QUESTIONS TO ANSWER:
1. Copy the part of the TRACER article between "A new open-source" and "cost and accuracy.", inclusive, word for word.
2. Answer these questions from the TRACER article:
(a) What coverage does the tool promise?
(b) What does the name TRACER stand for?
(c) On what data does TRACER calibrate its acceptor gate?
3. Write a continuation of the TRACER article that picks up after its final sentence.

STUDY TEXT:
*** Begin section ***

TRACER: Learn-to-Defer for LLM Classification with Formal Teacher-Agreement Guarantees
New open-source tool promises 91.4% coverage while guaranteeing 92% agreement with expensive teacher models.
A new open-source library called TRACER (Trace-Based Adaptive Cost-Efficient Routing) offers a systematic solution to one of the most pressing issues in applied AI: the high cost of running large language models. Developed by researcher Adr-740, the tool allows developers to build intelligent routing policies that can automatically decide when to use a cheap, local surrogate model instead of a costly, powerful 'teacher' LLM for classification tasks. The core innovation is a formal guarantee: users can set a target (e.g., 92%) for how often the surrogate's prediction must agree with the teacher's. TRACER then uses conformal prediction techniques to calibrate an 'acceptor gate' on a held-out dataset, ensuring this agreement rate is met on future traffic. This provides a rigorous, data-driven way to manage the trade-off between cost and accuracy.

*** End section ***

INFORMATION SUPPLIED:
*** Begin section ***

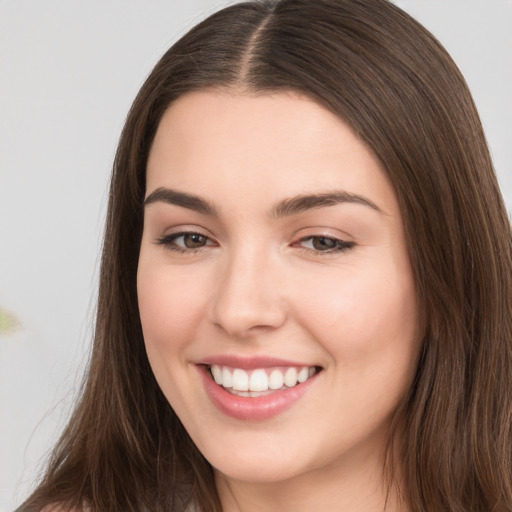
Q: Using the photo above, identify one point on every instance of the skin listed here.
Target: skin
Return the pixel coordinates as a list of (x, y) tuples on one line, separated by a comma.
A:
[(260, 286)]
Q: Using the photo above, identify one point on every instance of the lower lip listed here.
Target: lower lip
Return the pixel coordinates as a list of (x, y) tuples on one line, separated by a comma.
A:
[(253, 408)]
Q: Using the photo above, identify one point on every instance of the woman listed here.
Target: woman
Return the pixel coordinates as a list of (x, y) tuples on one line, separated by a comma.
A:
[(305, 286)]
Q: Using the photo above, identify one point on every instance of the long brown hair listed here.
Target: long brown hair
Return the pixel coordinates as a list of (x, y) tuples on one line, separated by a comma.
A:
[(395, 85)]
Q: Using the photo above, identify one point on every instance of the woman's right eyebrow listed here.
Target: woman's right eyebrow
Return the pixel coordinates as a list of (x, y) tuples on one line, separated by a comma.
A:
[(190, 201)]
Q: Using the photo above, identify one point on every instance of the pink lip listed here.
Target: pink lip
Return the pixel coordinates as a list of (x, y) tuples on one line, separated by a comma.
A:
[(253, 408), (249, 363)]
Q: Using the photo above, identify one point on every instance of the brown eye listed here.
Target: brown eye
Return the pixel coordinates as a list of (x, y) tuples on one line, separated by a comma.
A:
[(185, 242), (194, 240), (323, 243)]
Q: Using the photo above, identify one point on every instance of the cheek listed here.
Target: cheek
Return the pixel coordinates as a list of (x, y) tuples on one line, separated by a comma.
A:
[(361, 314), (170, 308)]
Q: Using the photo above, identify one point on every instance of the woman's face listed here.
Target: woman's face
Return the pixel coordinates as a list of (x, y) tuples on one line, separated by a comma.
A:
[(275, 289)]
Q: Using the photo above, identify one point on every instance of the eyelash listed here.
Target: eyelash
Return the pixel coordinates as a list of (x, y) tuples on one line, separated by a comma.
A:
[(169, 242)]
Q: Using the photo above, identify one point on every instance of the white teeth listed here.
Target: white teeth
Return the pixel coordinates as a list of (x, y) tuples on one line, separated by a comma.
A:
[(240, 380), (303, 374), (260, 380), (276, 380), (227, 379), (290, 377), (217, 373)]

*** End section ***

ANSWERS TO THIS EXERCISE:
1.
A new open-source library called TRACER (Trace-Based Adaptive Cost-Efficient Routing) offers a systematic solution to one of the most pressing issues in applied AI: the high cost of running large language models. Developed by researcher Adr-740, the tool allows developers to build intelligent routing policies that can automatically decide when to use a cheap, local surrogate model instead of a costly, powerful 'teacher' LLM for classification tasks. The core innovation is a formal guarantee: users can set a target (e.g., 92%) for how often the surrogate's prediction must agree with the teacher's. TRACER then uses conformal prediction techniques to calibrate an 'acceptor gate' on a held-out dataset, ensuring this agreement rate is met on future traffic. This provides a rigorous, data-driven way to manage the trade-off between cost and accuracy.

2.
(a) 91.4% coverage.
(b) Trace-Based Adaptive Cost-Efficient Routing.
(c) A held-out dataset.

3.
TRACER implements three distinct pipeline architectures for developers to choose from. The 'Global' policy accepts all surrogate predictions, 'L2D' (Learn-to-Defer) uses a surrogate plus a gating mechanism, and 'RSB' (Residual Surrogate Boosting) employs a two-stage cascade for harder cases. The library includes a model zoo with options like logistic regression, decision trees, and gradient-boosted trees (XGBoost) to act as the surrogate or gate. In a benchmark test on the Banking77 intent classification dataset using BGE-M3 embeddings, the system automatically selected the L2D pipeline, achieving 91.4% coverage—meaning it could safely route that much traffic to the cheap model—while formally guaranteeing 92% agreement with the teacher LLM, and maintaining a high 96.4% end-to-end macro-F1 score. A paper detailing the methodology is currently in progress.
- Provides formal, calibrated guarantees that a cheap surrogate model agrees with an expensive LLM (teacher) a user-defined percentage of the time (e.g., 92%).
- Achieved 91.4% coverage on Banking77 dataset, routing most queries to cheap models while maintaining 96.4% macro-F1 score.
- Offers three pipeline families (Global, L2D, RSB) and a model zoo including XGBoost and MLPs for flexible deployment strategies.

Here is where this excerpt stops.